Arrange the stretch from the start of the lines through the line containing "x=512, y=936" as a Markdown table with the columns Row and Line, one row per line, skipping blank lines and leaving the pictures out.
:: Data rows ::
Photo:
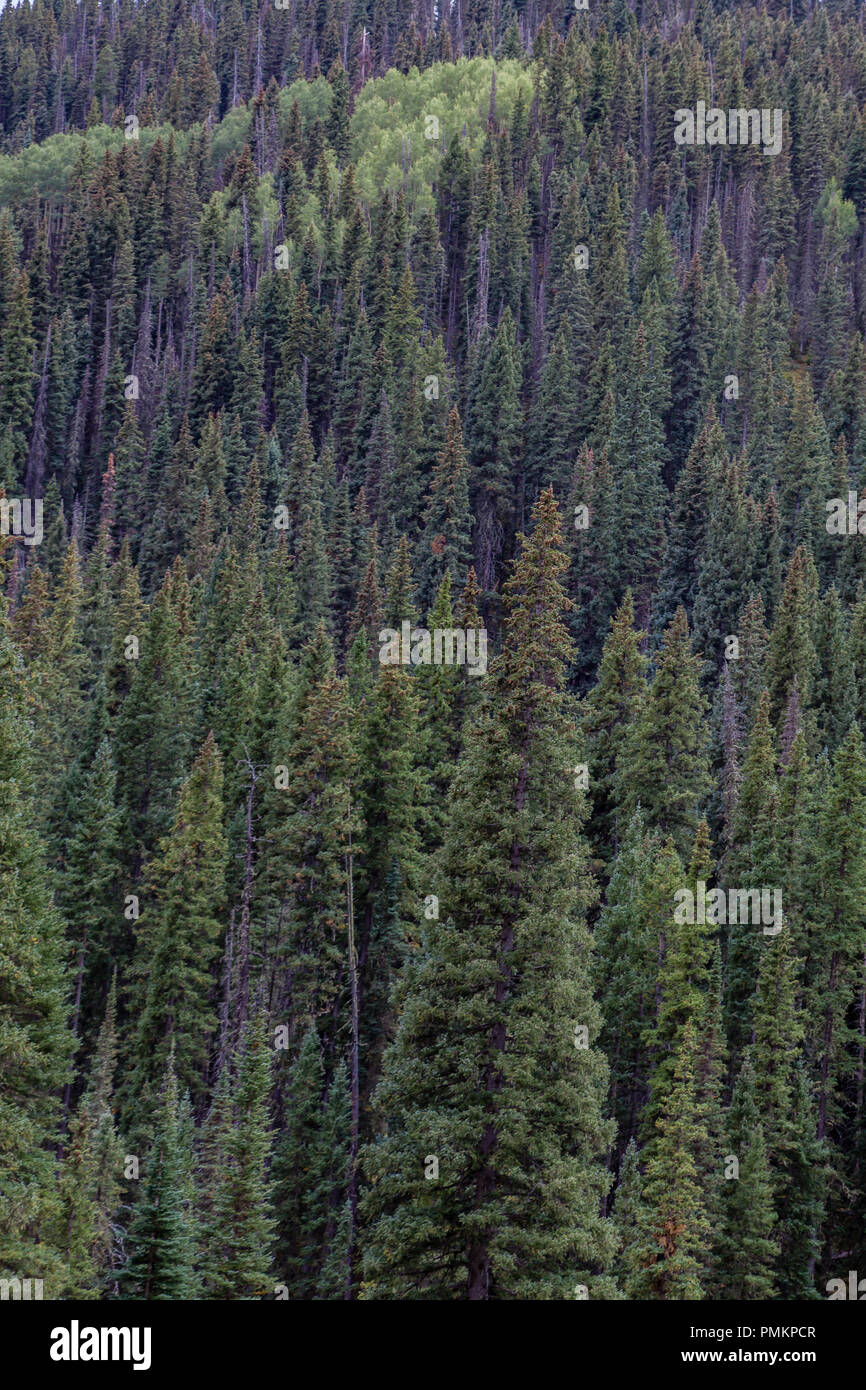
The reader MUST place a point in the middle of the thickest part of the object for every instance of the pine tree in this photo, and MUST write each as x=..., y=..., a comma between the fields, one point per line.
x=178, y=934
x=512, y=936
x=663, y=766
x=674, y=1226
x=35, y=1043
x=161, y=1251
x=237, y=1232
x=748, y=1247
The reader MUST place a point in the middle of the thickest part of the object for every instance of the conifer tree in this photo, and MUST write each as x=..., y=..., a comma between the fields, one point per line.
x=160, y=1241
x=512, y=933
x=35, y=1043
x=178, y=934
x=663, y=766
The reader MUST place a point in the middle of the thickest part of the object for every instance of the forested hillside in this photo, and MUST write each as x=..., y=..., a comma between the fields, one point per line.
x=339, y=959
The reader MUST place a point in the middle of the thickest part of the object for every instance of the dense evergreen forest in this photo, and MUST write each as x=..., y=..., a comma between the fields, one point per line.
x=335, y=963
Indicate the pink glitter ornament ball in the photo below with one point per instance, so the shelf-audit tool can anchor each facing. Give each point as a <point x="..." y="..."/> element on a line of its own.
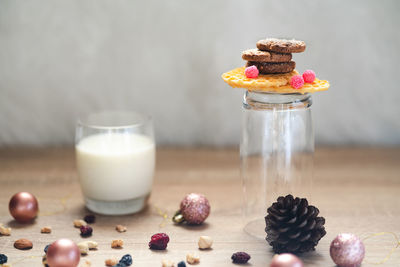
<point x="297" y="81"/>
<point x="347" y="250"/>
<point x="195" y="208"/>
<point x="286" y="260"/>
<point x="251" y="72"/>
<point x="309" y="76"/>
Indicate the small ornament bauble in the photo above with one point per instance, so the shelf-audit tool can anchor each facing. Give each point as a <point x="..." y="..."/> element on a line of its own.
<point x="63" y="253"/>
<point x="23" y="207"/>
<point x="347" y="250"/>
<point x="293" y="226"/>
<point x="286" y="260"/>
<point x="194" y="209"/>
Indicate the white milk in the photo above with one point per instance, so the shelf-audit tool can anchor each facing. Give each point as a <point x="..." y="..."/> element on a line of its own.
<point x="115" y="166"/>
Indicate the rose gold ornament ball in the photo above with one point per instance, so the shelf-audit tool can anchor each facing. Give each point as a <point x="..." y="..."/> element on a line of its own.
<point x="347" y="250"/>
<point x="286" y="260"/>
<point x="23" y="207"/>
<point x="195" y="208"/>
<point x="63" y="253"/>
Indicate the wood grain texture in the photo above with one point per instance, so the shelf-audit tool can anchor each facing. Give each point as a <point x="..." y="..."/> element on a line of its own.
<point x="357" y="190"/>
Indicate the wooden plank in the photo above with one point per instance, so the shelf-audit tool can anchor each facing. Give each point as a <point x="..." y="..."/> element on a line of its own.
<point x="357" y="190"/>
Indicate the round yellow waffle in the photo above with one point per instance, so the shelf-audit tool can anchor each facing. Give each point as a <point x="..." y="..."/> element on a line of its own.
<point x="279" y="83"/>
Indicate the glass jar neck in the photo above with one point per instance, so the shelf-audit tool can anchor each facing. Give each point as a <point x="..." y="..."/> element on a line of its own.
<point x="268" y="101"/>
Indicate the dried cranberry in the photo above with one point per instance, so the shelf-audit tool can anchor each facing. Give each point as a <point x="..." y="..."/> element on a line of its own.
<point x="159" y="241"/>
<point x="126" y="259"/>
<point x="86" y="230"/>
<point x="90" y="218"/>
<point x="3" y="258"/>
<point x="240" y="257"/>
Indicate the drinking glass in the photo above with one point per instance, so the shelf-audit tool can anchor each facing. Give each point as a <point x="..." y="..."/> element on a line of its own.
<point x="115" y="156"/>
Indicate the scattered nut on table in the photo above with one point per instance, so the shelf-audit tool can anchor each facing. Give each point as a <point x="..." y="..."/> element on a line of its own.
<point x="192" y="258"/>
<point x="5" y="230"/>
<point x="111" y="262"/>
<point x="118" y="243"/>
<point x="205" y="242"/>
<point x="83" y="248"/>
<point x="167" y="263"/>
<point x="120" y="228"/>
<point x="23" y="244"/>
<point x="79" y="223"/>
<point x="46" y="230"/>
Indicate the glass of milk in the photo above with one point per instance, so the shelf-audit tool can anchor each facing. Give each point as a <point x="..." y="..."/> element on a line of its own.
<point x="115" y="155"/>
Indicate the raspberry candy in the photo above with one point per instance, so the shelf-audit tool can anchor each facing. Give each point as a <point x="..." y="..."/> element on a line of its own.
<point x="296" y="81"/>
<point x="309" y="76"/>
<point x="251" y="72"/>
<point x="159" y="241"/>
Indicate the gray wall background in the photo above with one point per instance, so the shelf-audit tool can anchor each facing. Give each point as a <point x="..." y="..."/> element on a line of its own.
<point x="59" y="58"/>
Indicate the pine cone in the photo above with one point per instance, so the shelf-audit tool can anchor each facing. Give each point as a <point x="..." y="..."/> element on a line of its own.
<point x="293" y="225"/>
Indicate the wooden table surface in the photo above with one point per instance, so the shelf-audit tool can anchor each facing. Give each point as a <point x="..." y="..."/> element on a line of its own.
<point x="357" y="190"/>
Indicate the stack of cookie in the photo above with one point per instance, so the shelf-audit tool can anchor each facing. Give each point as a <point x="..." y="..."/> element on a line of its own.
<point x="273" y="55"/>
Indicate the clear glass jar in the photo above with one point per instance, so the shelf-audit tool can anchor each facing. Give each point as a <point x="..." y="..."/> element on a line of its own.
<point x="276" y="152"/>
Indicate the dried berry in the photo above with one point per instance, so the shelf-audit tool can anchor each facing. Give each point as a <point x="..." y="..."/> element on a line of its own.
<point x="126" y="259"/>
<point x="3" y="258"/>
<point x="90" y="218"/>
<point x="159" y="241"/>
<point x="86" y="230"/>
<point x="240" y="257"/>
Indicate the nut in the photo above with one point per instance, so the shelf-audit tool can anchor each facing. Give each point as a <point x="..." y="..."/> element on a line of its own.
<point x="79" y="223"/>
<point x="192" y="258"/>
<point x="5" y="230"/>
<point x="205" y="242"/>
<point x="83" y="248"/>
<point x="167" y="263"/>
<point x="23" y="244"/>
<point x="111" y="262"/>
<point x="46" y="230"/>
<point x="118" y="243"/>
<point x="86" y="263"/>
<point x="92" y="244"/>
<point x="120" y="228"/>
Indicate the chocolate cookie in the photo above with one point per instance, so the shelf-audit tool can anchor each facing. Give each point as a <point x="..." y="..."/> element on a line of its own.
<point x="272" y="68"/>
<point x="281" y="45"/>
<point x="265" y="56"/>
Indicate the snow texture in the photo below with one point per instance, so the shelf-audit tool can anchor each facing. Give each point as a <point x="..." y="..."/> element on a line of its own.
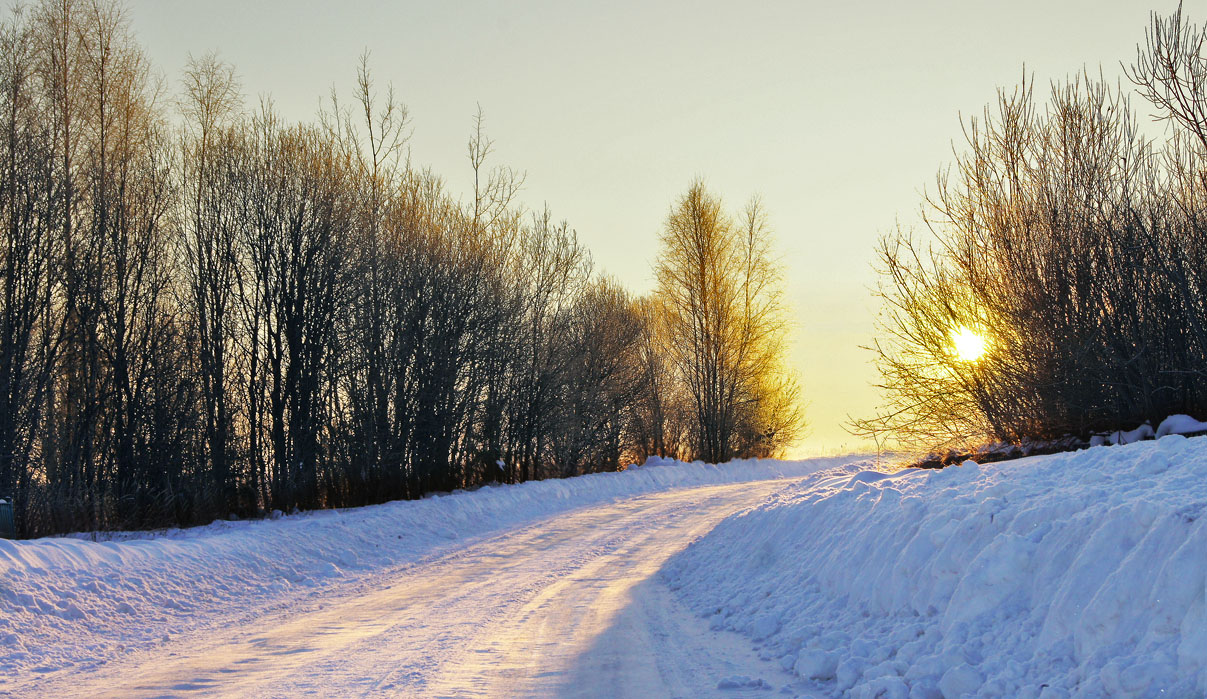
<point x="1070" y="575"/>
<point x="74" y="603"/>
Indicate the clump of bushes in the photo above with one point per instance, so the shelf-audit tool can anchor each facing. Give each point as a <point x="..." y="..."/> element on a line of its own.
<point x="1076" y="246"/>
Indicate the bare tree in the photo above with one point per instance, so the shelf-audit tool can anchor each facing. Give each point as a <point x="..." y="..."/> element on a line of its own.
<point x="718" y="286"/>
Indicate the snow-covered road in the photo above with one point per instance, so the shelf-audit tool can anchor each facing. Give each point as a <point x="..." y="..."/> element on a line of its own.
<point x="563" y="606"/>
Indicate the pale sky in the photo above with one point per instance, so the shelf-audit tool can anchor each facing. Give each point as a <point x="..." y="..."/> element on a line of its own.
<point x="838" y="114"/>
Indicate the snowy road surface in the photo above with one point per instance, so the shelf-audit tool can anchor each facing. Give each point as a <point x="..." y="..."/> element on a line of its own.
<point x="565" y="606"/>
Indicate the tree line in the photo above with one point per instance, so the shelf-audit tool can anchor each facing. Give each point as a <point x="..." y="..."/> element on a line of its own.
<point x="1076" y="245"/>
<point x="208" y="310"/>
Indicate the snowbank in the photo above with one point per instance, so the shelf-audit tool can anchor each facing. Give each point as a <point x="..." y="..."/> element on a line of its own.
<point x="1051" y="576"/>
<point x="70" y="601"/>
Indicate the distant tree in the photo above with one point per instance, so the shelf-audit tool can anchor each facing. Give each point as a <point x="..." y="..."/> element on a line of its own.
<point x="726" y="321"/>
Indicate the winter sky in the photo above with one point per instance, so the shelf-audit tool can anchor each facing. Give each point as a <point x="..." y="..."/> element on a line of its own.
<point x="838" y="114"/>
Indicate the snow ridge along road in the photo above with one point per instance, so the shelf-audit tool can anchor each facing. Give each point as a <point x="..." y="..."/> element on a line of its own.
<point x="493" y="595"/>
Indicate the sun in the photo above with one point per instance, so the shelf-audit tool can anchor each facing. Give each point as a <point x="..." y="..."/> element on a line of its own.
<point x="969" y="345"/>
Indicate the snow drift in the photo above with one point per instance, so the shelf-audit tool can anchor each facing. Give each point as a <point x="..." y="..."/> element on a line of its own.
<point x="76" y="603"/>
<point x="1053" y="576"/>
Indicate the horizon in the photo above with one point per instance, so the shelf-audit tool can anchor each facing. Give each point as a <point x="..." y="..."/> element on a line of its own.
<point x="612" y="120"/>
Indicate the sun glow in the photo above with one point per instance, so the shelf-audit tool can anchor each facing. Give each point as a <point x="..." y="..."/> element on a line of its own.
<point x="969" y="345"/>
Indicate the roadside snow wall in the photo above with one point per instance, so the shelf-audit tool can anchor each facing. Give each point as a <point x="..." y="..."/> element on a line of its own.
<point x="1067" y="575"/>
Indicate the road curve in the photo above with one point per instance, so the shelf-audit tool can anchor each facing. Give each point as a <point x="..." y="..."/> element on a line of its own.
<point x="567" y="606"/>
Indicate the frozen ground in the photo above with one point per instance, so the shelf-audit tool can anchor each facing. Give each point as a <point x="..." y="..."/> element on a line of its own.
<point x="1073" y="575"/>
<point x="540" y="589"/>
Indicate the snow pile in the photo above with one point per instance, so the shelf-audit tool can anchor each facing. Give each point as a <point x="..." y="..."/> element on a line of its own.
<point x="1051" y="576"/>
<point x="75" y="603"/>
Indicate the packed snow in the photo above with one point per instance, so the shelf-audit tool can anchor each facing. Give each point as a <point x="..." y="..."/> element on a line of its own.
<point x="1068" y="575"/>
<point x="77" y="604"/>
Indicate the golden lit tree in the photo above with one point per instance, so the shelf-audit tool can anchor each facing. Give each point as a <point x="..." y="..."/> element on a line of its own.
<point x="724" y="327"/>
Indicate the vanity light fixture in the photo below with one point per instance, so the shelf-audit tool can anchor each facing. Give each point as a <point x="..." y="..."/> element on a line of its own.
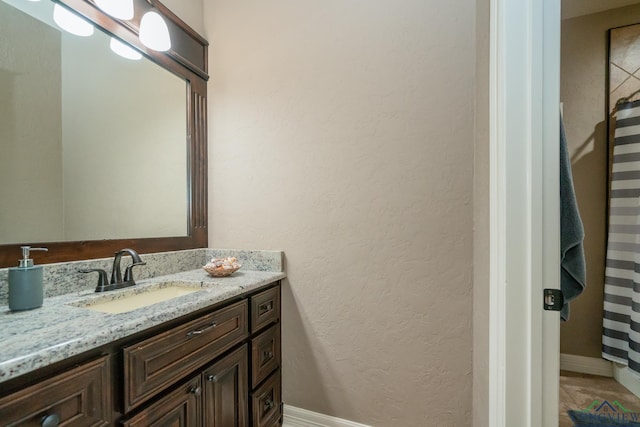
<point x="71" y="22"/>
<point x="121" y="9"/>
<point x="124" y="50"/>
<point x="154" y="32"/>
:::
- Solution to this exercise
| Row | Line |
|---|---|
| 1 | Photo: |
| 2 | The reader MUST place a point in the middle of the thickest part of the object for every instance of the pine tree in this photo, and MUST write each as x=..., y=..., a comma between the fields, one point per line. |
| 3 | x=178, y=934 |
| 4 | x=512, y=936 |